**Brief:** Scan the lines below; pull out those with "wooden".
Start of Listed records
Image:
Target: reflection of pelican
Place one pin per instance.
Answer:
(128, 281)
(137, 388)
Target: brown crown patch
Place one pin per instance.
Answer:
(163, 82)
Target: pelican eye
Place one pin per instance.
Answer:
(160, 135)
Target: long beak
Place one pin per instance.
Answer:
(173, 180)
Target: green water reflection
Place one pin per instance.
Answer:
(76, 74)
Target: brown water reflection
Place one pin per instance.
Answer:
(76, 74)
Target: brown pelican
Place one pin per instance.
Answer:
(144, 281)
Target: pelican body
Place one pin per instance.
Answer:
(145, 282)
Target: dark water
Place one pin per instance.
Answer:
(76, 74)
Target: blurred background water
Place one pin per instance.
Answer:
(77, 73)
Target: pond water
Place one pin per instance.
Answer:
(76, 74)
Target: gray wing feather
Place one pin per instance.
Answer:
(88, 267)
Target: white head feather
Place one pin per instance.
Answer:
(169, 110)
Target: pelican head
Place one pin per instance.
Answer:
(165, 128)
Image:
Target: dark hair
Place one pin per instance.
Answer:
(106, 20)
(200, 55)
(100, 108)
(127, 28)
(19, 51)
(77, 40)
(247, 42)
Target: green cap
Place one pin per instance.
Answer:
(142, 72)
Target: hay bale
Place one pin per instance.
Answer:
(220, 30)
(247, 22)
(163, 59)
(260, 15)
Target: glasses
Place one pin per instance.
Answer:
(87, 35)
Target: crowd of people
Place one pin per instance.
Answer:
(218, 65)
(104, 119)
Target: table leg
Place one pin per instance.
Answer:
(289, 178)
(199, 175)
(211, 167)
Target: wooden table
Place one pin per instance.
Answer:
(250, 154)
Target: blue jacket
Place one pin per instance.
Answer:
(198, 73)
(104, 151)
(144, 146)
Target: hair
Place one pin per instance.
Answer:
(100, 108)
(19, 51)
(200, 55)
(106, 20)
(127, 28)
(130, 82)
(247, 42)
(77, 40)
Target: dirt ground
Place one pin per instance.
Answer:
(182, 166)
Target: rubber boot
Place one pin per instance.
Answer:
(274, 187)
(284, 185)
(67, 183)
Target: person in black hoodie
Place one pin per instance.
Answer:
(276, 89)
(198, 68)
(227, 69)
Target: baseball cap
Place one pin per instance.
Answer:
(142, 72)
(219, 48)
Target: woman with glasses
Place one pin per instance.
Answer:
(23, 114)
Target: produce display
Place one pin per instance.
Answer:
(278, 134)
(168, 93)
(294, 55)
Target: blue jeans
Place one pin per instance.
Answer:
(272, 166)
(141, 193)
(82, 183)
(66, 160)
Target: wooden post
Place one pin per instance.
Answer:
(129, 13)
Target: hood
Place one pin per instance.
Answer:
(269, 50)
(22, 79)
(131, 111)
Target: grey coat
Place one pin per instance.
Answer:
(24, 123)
End of Listed records
**Result of the task:**
Target: wooden table
Target: wooden post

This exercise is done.